- A controversial blood-transfusion startup called Ambrosia was offering to fill a person's veins with the blood of young people for $8,000, despite little to no hard evidence that the procedure has any health benefits.
- The company has now shut down, according to emails sent by the founder and viewed by Business Insider.
- It's been a rocky few months for Ambrosia: In February after an FDA warning, Ambrosia said it had halted operations. Then in June, the founder said it was back up and running.
- As Business Insider has previously reported, several researchers have warned against the procedure - including those whose original
science inspired it. - Visit Business Insider's homepage for more stories.
It's been a rocky few months for a startup hawking young blood.
The company, called Ambrosia, says it shut down after the FDA warned against the procedure, according to emails between the founder and a potential customer that Business Insider viewed on Wednesday.
There's no scientific evidence that shows that infusions of blood from young people can boost health. Several experts who have spoken with Business Insider about the process in the past have raised red flags.

▶ _RECORDS PROVIDED_
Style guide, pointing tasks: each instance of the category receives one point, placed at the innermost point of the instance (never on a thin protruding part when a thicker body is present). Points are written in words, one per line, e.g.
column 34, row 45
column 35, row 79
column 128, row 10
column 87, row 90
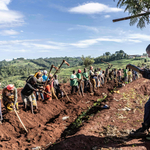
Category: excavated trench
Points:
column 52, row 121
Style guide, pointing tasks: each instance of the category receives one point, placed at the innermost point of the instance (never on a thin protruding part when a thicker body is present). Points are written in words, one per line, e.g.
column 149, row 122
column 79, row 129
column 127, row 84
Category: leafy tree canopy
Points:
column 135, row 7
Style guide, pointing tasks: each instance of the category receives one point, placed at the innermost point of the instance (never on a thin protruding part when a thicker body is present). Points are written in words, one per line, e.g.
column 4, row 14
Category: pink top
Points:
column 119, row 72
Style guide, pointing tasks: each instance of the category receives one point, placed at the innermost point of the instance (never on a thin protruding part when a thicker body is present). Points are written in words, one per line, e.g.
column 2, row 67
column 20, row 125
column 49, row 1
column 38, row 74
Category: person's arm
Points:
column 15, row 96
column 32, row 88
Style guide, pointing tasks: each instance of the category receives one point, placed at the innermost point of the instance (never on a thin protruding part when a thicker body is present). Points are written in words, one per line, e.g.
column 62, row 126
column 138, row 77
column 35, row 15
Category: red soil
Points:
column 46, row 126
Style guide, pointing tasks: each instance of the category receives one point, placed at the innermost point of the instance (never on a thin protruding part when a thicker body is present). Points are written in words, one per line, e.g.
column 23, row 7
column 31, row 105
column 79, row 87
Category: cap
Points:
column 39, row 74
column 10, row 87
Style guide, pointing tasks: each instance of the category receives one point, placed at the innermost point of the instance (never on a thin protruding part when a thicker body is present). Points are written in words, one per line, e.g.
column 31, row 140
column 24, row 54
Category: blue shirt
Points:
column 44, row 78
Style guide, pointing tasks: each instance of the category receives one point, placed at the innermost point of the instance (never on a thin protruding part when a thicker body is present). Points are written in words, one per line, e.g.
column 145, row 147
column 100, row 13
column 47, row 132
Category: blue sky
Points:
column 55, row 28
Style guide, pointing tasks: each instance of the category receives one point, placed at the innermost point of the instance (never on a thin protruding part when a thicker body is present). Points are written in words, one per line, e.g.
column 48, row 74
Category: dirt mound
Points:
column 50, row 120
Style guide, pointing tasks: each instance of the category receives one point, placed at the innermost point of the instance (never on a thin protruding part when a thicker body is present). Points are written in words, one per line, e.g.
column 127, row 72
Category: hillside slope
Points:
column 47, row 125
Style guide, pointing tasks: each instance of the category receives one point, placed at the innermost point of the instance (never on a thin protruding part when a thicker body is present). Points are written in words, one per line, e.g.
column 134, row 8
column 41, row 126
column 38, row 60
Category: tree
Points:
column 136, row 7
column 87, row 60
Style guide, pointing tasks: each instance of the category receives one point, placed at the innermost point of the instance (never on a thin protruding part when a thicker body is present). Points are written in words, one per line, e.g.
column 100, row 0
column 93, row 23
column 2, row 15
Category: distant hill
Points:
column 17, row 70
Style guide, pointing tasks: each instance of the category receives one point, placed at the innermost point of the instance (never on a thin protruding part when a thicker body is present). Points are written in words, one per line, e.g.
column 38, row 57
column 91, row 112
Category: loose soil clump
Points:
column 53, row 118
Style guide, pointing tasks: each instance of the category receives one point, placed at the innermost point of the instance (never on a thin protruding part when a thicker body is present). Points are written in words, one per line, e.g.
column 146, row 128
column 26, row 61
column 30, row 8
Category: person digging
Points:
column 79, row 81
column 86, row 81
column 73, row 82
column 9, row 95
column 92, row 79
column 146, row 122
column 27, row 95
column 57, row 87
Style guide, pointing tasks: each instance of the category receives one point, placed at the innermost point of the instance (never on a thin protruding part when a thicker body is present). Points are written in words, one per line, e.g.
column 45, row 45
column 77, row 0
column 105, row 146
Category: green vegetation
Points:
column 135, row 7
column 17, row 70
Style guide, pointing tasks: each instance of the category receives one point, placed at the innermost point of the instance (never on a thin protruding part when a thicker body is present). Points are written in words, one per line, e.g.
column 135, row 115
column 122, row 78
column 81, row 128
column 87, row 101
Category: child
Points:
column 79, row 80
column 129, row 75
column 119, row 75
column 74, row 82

▶ _TASK INSTRUCTIONS_
Retype the passage of the young-blood startup article that starts with the words containing "It's been a rocky few months for a startup" and ends with "viewed on Wednesday.", copying every word and mark without change.

▶ _WRITTEN SOLUTION_
It's been a rocky few months for a startup hawking young blood.
The company, called Ambrosia, says it shut down after the FDA warned against the procedure, according to emails between the founder and a potential customer that Business Insider viewed on Wednesday.